Assigned task:
Starting from the line that holds "Bounding boxes for camera strap.", print each remaining line of the entries exactly, ending with the last.

Task inputs section start

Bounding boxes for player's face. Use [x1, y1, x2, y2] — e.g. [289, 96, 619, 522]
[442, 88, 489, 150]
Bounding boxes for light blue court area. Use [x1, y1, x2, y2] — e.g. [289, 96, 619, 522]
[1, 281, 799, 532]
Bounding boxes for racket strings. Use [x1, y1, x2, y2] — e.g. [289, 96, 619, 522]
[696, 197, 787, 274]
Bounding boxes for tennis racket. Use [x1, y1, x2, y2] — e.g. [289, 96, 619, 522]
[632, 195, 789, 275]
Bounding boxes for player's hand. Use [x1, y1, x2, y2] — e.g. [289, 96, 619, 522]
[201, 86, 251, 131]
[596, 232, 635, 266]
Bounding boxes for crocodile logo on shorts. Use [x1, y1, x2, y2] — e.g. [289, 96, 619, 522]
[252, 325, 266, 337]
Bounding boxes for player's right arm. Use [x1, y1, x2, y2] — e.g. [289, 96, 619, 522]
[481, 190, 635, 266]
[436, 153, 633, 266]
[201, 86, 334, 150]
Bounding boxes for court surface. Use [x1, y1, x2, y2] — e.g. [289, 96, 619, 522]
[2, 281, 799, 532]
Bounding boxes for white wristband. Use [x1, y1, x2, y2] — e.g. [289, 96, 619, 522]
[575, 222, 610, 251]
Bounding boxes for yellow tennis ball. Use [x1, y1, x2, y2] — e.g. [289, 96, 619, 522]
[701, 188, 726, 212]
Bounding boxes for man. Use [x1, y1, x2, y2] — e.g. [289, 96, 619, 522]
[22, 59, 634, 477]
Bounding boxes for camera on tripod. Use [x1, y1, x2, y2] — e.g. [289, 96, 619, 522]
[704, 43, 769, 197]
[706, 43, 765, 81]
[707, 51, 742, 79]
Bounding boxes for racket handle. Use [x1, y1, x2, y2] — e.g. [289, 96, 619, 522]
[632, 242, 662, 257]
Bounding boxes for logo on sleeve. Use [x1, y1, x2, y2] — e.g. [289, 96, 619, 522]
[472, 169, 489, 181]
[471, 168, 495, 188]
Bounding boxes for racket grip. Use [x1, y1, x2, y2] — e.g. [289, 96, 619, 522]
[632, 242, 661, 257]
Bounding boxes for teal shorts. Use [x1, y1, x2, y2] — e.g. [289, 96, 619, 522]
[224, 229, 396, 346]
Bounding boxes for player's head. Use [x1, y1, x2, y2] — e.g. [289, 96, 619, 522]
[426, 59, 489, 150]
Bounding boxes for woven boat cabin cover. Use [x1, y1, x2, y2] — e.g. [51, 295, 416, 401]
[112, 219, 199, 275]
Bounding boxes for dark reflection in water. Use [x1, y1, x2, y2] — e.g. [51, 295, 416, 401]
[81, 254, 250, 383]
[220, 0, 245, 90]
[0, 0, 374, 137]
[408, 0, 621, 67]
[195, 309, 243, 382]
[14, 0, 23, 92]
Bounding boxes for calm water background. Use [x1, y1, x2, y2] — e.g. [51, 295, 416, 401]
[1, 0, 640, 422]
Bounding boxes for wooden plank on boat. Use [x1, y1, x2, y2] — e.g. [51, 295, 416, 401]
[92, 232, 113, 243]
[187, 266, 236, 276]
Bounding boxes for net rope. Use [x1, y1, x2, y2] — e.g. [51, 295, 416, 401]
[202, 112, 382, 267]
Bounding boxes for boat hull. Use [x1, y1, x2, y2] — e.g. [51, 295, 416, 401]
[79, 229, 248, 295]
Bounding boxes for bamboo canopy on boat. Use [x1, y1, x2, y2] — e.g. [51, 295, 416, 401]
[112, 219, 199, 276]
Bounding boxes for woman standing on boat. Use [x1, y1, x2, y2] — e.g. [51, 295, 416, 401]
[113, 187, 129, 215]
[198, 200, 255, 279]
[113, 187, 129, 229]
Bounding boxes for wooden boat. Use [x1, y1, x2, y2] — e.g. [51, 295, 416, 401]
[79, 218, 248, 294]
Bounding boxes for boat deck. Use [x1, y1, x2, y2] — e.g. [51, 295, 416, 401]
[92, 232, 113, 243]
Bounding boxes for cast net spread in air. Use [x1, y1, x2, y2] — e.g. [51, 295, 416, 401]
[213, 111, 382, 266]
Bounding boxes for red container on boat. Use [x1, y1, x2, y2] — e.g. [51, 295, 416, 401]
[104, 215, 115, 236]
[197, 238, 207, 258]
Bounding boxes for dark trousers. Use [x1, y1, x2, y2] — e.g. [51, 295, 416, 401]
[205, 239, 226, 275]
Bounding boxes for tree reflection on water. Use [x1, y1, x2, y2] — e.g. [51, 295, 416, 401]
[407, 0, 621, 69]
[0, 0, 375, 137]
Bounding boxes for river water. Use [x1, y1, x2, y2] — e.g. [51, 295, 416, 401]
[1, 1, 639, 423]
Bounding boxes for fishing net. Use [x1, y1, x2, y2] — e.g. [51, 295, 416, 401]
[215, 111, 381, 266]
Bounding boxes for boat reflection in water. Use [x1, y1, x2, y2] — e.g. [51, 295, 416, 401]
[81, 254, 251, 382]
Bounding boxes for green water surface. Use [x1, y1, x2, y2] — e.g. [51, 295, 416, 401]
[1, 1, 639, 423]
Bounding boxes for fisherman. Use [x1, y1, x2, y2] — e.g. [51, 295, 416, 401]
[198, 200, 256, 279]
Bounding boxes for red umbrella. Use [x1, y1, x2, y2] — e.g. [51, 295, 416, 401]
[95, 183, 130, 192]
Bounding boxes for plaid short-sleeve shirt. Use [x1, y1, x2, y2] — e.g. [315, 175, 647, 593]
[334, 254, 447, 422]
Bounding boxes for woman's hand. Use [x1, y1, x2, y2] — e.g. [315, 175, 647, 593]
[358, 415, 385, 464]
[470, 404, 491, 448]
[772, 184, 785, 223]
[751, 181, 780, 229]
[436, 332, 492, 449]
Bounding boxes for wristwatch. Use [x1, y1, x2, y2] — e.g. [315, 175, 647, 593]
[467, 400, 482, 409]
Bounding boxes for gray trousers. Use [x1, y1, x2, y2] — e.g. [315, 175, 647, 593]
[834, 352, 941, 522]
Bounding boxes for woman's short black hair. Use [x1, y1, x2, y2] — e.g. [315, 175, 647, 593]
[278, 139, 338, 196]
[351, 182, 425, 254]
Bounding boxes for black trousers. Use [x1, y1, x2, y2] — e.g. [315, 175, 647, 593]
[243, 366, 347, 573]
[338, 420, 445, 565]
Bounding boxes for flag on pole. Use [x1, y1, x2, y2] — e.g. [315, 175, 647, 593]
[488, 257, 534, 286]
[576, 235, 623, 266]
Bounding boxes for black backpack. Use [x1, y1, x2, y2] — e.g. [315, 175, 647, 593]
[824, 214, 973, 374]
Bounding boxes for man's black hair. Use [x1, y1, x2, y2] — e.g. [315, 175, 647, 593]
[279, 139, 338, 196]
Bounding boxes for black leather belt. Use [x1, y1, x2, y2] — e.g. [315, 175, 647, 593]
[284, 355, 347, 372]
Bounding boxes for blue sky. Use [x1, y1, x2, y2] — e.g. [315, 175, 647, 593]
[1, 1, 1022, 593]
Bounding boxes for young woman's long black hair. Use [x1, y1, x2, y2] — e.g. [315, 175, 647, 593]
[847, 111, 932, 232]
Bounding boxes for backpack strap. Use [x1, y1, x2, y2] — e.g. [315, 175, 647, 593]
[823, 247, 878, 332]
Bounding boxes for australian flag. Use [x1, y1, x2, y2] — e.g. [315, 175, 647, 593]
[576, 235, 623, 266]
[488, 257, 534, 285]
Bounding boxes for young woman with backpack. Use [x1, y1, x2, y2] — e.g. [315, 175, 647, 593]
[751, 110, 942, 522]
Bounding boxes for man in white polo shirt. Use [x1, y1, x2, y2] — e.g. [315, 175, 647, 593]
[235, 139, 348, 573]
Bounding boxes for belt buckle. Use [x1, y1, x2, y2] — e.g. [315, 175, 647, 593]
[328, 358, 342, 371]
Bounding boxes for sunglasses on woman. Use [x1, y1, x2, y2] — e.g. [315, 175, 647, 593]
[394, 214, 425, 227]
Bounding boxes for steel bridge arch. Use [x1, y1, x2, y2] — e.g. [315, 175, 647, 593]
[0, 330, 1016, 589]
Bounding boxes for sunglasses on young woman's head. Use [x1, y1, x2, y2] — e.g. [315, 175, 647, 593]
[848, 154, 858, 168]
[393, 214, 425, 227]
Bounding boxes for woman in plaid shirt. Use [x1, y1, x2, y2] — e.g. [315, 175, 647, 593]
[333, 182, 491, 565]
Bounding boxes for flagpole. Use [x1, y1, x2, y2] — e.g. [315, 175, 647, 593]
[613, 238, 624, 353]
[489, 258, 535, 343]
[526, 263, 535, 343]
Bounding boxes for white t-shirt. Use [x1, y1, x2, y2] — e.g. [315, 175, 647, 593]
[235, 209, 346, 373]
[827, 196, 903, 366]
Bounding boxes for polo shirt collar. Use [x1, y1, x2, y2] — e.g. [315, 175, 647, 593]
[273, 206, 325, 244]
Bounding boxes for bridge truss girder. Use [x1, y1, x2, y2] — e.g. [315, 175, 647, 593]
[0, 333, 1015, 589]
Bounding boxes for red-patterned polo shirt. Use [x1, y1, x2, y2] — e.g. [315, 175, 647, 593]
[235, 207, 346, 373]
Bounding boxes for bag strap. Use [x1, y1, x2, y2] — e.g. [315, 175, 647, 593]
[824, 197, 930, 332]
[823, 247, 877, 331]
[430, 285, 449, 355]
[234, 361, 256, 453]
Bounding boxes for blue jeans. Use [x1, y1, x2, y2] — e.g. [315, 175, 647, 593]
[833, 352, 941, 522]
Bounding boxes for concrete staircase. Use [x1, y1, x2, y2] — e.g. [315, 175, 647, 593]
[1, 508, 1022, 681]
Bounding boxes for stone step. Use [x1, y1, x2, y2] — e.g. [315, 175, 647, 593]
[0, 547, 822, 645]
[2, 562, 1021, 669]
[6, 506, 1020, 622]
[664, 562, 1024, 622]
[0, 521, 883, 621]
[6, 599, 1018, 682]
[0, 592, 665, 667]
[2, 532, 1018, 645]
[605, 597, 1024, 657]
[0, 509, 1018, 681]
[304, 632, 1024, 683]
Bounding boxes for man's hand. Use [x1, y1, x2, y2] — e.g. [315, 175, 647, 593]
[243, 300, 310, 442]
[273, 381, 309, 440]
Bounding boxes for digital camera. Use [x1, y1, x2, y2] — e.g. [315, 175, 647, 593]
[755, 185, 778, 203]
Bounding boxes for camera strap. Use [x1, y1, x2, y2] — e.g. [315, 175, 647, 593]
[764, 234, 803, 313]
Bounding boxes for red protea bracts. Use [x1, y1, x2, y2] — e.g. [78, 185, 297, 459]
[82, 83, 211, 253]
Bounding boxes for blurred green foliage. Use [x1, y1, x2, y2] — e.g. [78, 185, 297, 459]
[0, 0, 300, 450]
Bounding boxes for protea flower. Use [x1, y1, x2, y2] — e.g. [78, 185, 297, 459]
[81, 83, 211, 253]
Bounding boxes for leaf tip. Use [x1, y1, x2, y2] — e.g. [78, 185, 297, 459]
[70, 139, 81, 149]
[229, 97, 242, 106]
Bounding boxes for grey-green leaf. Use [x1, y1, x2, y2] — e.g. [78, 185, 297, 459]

Task inputs section end

Response area:
Bounding boxes for camera strap. Use [x1, y1, x2, y2] — e.g. [315, 175, 647, 593]
[764, 234, 803, 313]
Bounding boxes for red protea bracts. Use [x1, y1, x2, y2] — e.g. [78, 185, 297, 459]
[82, 83, 211, 253]
Bounding boxes for blurred green foliage. Use [x1, y1, x2, y2] — e.g. [78, 185, 297, 459]
[0, 0, 300, 450]
Bounding boxes for protea flower. Use [x1, y1, x2, y2] — e.g. [78, 185, 297, 459]
[81, 83, 211, 253]
Bounding boxes for leaf tip. Use [x1, y1, x2, y2] — e.g. [78, 185, 297, 459]
[70, 139, 81, 149]
[229, 97, 242, 106]
Bounding boxes for grey-green leaf. Use [x1, y1, x2, y2] — e.g. [78, 185, 297, 459]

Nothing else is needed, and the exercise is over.